### CHALLENGE
Rewrite the material below, putting "Mark" wherever "Tag" appears and changing nothing else.

**** SUPPLIED MATERIAL

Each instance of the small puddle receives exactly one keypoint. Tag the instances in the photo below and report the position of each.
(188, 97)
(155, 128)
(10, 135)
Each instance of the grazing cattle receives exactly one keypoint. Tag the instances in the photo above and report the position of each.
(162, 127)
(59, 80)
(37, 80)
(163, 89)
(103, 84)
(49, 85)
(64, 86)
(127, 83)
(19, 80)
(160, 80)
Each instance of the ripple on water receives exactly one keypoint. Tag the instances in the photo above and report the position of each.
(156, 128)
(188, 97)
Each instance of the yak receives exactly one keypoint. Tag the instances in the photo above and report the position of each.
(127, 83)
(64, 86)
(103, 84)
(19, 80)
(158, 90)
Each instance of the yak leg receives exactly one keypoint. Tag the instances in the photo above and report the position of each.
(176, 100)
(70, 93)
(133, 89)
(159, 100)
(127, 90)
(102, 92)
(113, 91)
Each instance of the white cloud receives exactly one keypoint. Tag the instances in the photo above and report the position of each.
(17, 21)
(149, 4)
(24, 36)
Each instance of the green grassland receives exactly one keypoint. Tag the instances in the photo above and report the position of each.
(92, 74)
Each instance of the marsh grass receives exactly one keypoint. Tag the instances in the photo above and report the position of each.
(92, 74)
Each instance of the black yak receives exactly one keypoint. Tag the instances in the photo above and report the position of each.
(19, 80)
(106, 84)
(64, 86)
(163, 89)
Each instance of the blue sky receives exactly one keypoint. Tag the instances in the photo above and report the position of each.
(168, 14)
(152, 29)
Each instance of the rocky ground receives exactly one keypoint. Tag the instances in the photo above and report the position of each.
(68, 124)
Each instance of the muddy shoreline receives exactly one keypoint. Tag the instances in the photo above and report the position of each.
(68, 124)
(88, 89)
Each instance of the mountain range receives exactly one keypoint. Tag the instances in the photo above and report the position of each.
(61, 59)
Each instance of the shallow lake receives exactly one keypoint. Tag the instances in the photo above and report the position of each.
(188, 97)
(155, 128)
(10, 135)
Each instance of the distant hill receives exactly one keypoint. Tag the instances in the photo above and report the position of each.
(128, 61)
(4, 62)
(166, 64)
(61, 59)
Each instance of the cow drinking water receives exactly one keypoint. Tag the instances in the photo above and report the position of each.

********

### COMPLETED TASK
Each instance of the small puddle receives exactly one keypoint. Mark the instances in the photo below and report the position of each.
(188, 97)
(155, 128)
(10, 135)
Each instance of the grazing cattle receives exactly one keypoint. Mark the instances in the photo above and report the position of each.
(162, 127)
(59, 80)
(37, 80)
(163, 89)
(103, 84)
(49, 85)
(64, 86)
(127, 83)
(19, 80)
(160, 80)
Each instance of the ripple on water receives exactly one keypoint. Mark the instances in the photo above and report the position of each.
(156, 128)
(188, 97)
Each instance of the yak receives exactly one keypoint. Mark the instances in the photo above and report the position of each.
(127, 83)
(64, 86)
(103, 84)
(19, 80)
(158, 90)
Each instance of the yak leg receives exactly one keypoint. Mark the instances in the photo above and report the position of each.
(176, 100)
(70, 93)
(133, 89)
(159, 100)
(127, 90)
(102, 92)
(113, 91)
Each instance of the white cloud receives exactly one keypoint. Mark the instances in the photo above and report the position of each.
(17, 21)
(149, 4)
(24, 36)
Each instance of the green grassland receives exactly one keypoint. Mark the instances in the photo above and report the position of each.
(92, 74)
Each instance of the marsh grass receives exactly one keypoint. Mark the instances in the photo above and report the position of each.
(92, 74)
Each instance of the black yak receives exactly one keypoint. Mark the instances in the photo above and report the position of each.
(19, 80)
(106, 84)
(64, 86)
(163, 89)
Each instance of the blue sky receives exactly one keypoint. Mark the instances in the photo above and report the position of each.
(168, 14)
(152, 29)
Each instance of the rocky ground receives exactly one keypoint. Mark the instances in the photo above and report the position of each.
(68, 124)
Each instance of the muddy shoreline receives exactly one keypoint. Mark the instances in the photo above and report the position of each.
(68, 124)
(88, 89)
Each instance of the mountain range receives exactly one keypoint. Mark the instances in the photo above and report the position of each.
(61, 59)
Each instance of the shallow lake receives exactly one keypoint. Mark the instances in the photo above and report the position of each.
(188, 97)
(155, 128)
(10, 135)
Each instance of the distant hill receives exactly one keypoint. Mark the instances in the photo above and report the position of each.
(128, 61)
(4, 62)
(166, 64)
(61, 59)
Each instance of the cow drinking water receives exactly one keypoint. Mark the instances in the photo above and report the position of each.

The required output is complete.